==== Input material
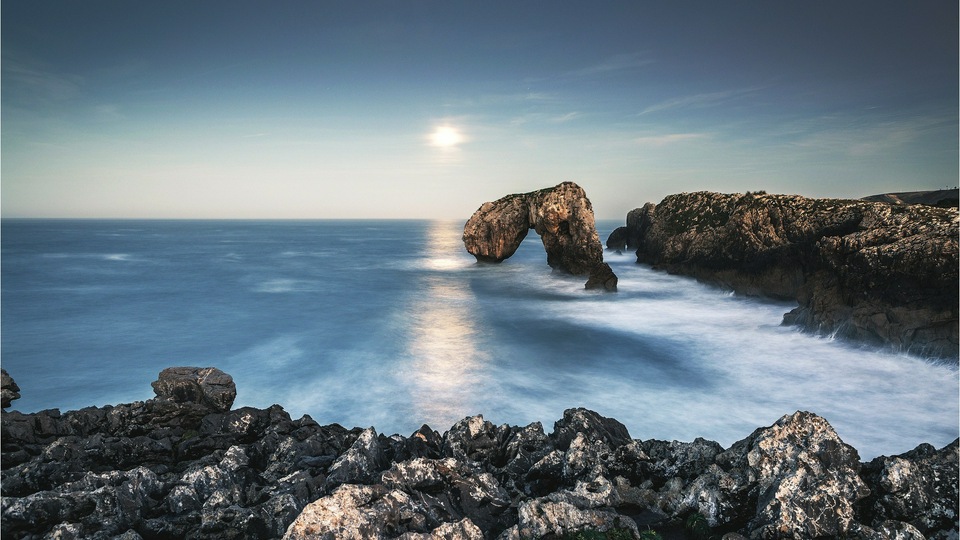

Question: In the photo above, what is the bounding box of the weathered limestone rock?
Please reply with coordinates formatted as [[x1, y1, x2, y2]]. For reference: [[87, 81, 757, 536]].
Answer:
[[861, 441, 960, 538], [607, 203, 657, 250], [0, 368, 960, 540], [151, 367, 237, 411], [0, 368, 20, 409], [463, 182, 616, 287], [637, 192, 960, 358]]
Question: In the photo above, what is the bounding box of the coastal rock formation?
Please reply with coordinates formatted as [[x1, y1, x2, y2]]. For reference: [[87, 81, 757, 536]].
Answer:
[[463, 182, 616, 290], [620, 192, 960, 358], [152, 367, 237, 411], [0, 368, 960, 540], [861, 188, 960, 208]]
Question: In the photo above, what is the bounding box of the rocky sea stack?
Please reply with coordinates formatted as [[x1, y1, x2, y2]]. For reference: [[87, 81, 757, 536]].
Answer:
[[0, 368, 958, 540], [607, 192, 960, 359], [463, 182, 617, 291]]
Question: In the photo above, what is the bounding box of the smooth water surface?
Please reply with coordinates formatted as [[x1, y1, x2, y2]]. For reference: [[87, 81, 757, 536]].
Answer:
[[0, 220, 960, 458]]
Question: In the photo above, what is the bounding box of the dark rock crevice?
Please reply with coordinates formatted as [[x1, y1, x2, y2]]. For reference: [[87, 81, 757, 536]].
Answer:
[[607, 192, 960, 359], [463, 182, 617, 291]]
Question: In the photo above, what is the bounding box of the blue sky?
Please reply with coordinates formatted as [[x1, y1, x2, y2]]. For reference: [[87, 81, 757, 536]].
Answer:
[[0, 0, 958, 219]]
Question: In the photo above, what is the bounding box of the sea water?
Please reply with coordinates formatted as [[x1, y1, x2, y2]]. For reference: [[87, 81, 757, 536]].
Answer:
[[0, 219, 960, 458]]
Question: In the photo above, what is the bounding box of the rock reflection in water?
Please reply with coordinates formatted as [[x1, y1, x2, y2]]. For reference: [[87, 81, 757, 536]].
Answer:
[[404, 222, 485, 425]]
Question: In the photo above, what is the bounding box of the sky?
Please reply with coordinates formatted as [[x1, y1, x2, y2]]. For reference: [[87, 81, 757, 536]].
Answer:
[[0, 0, 960, 219]]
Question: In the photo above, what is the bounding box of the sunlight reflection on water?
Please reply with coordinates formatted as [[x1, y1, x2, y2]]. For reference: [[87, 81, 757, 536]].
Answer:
[[402, 222, 486, 424]]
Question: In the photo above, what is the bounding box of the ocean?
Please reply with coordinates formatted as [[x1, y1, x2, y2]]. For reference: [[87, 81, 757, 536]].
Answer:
[[0, 219, 960, 459]]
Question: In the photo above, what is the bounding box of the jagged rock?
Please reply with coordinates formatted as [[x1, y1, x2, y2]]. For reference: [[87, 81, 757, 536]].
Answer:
[[684, 412, 870, 539], [463, 182, 616, 290], [607, 203, 657, 251], [382, 458, 516, 533], [637, 192, 960, 358], [283, 484, 429, 540], [0, 368, 20, 409], [551, 408, 632, 450], [606, 227, 637, 252], [441, 415, 510, 464], [151, 367, 237, 411], [499, 476, 640, 540]]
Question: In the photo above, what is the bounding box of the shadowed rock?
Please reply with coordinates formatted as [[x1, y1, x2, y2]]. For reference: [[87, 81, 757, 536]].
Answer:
[[463, 182, 616, 290], [0, 370, 960, 540]]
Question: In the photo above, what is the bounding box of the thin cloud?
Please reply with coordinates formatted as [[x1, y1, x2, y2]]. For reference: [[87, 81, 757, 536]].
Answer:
[[638, 87, 760, 116], [791, 115, 956, 157], [633, 133, 709, 146]]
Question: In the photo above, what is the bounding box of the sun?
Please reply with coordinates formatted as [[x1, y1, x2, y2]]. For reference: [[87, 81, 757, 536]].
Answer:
========
- _Given problem_:
Write out every line above as a numbered list, skipping the blank ones. Leave the picture out of your list.

- _Complete output_:
1. Question: In the photo above, what is the bounding box of the weathered limestone rock?
2. Please reply with coordinates formatted as [[x1, y1, x2, y2]]. For reference: [[87, 81, 757, 536]].
3. Answer:
4. [[861, 441, 960, 538], [607, 203, 657, 250], [0, 368, 960, 540], [151, 367, 237, 411], [0, 368, 20, 409], [463, 182, 616, 287], [637, 192, 960, 358]]
5. Question: In the photo above, what is the bounding box of the coastal rock formation?
6. Please reply with coordinates formatted as [[x1, y1, x2, y2]]. For reference: [[87, 81, 757, 536]].
7. Answer:
8. [[463, 182, 616, 290], [620, 192, 960, 358], [152, 367, 237, 411], [0, 368, 960, 540], [861, 188, 960, 208]]
9. Question: In the photo above, what is the bounding box of the rocky sea stack?
10. Please reply with coordinates formatted as [[x1, y1, x2, y2]]. For reference: [[87, 81, 757, 536]].
11. Answer:
12. [[0, 368, 958, 540], [607, 192, 960, 359], [463, 182, 617, 291]]
13. Question: In the photo above, what is the bounding box of the smooth water surface?
14. Please reply with coordinates formatted as [[x1, y1, x2, y2]]. For reference: [[87, 81, 757, 536]].
15. Answer:
16. [[0, 220, 960, 458]]
17. Question: In the photo above, what is the bounding box of the dark rock crevice?
18. Please reply with coordinates formatted as [[x1, y1, x2, y2]]. For reference: [[87, 81, 757, 536]].
19. Answer:
20. [[607, 192, 960, 359], [463, 182, 617, 291]]
21. Question: In the photo above, what is the bounding box of the blue sky?
22. Please reply with coordinates formatted as [[x1, y1, x2, y2]]. For reference: [[87, 81, 757, 536]].
23. Answer:
24. [[0, 0, 958, 219]]
25. Question: In the photo above, what is the bounding box of the sea water?
26. Please reply with coordinates formatted as [[x1, y1, x2, y2]]. For reference: [[87, 81, 757, 536]].
27. Answer:
28. [[0, 219, 960, 458]]
29. Question: In the photo above, what is the bounding box of the rock reflection in water?
30. Please reply with coordinates formatted as [[x1, y1, x2, y2]]. For reference: [[87, 81, 757, 536]].
31. Answer:
32. [[404, 222, 485, 425]]
33. Question: In the photo above, what is the bounding box of the sky?
34. Please reply with coordinates formatted as [[x1, y1, x2, y2]]. For reference: [[87, 81, 757, 536]].
35. Answer:
36. [[0, 0, 960, 219]]
37. Question: In the photo above, what is the bounding box of the sunlight reflection on water?
38. Please reply with coordinates formatted as [[x1, y1, x2, y2]]. For reference: [[87, 81, 757, 536]].
39. Answer:
40. [[402, 222, 486, 424]]
41. Question: In the photo above, what is the bounding box of the ocean?
42. Please reply with coordinates formatted as [[x1, y1, x2, y2]]. For reference: [[87, 81, 757, 536]].
43. Answer:
44. [[0, 219, 960, 459]]
45. Question: In the photo above, what is the bounding box of the jagged rock?
46. Please reply with coordinates formatted as [[x1, y1, x2, y2]]. For reference: [[87, 81, 757, 536]].
47. Answer:
48. [[684, 412, 870, 539], [463, 182, 616, 290], [607, 203, 657, 251], [382, 458, 516, 533], [637, 192, 960, 358], [283, 484, 429, 540], [0, 368, 20, 409], [551, 408, 632, 450], [606, 227, 637, 252], [441, 415, 510, 464], [151, 367, 237, 411], [499, 476, 640, 540]]
49. Question: In the photo above, what is the bounding box of the shadowed rock?
50. Please reply with coordinates formatted as [[x1, y1, x2, y2]]. For reference: [[87, 81, 757, 536]].
51. Answer:
52. [[463, 182, 616, 290], [0, 370, 960, 540]]
53. Question: In the photo above, what is the bounding box of the thin cloud?
54. Please reply with coordinates formatted as [[x1, y1, x2, y2]]. For reference: [[87, 81, 757, 536]].
55. Answer:
56. [[638, 87, 760, 116], [791, 115, 956, 157], [633, 133, 709, 146]]
57. Question: In the photo above, what is the bounding box of the sun?
58. Please reply with coordinates formatted as [[x1, y1, x2, y2]]. For reference: [[87, 81, 757, 536]].
59. Answer:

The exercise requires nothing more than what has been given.